## Objective
How many lines in the listing below contain the string "steel"? Reply with the number alone.

## Records supplied

========

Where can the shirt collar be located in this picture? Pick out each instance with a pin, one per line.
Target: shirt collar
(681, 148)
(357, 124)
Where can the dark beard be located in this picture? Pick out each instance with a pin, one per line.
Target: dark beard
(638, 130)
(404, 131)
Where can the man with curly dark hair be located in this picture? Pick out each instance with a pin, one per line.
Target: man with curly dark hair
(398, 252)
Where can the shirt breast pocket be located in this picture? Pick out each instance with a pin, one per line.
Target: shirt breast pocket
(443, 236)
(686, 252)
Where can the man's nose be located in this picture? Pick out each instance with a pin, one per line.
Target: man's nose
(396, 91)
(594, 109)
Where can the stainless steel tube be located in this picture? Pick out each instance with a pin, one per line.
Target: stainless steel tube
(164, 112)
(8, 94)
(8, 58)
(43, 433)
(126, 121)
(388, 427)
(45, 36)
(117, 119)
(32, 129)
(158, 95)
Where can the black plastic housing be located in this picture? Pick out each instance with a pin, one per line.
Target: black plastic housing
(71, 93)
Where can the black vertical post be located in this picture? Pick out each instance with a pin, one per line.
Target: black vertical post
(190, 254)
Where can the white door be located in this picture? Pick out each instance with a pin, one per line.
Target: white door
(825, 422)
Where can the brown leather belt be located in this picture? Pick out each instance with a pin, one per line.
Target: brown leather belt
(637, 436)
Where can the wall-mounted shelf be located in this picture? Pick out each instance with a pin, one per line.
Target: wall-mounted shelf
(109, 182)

========

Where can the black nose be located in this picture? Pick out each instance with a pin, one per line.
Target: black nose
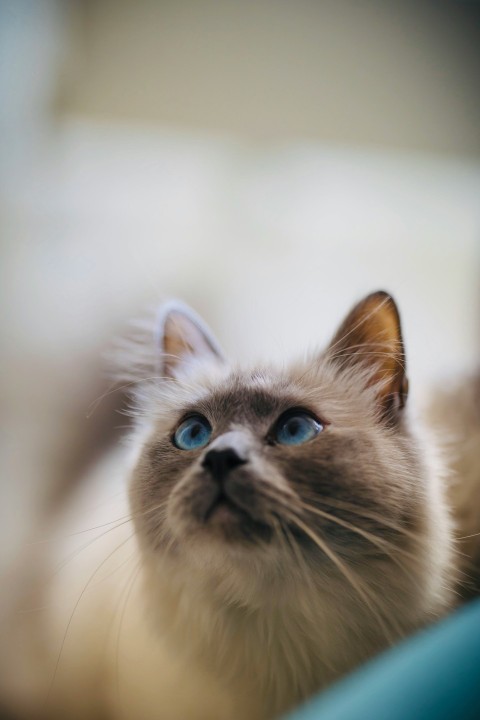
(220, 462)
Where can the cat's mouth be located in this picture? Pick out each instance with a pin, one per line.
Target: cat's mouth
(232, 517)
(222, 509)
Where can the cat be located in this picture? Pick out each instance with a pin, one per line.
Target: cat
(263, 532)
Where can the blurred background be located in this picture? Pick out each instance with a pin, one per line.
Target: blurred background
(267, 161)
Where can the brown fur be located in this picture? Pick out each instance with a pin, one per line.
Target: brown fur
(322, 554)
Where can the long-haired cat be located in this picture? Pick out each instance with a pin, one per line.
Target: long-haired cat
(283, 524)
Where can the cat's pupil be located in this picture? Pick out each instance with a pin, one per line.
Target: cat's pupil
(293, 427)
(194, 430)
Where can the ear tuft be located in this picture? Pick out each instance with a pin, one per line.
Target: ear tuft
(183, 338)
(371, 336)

========

## Full answer
2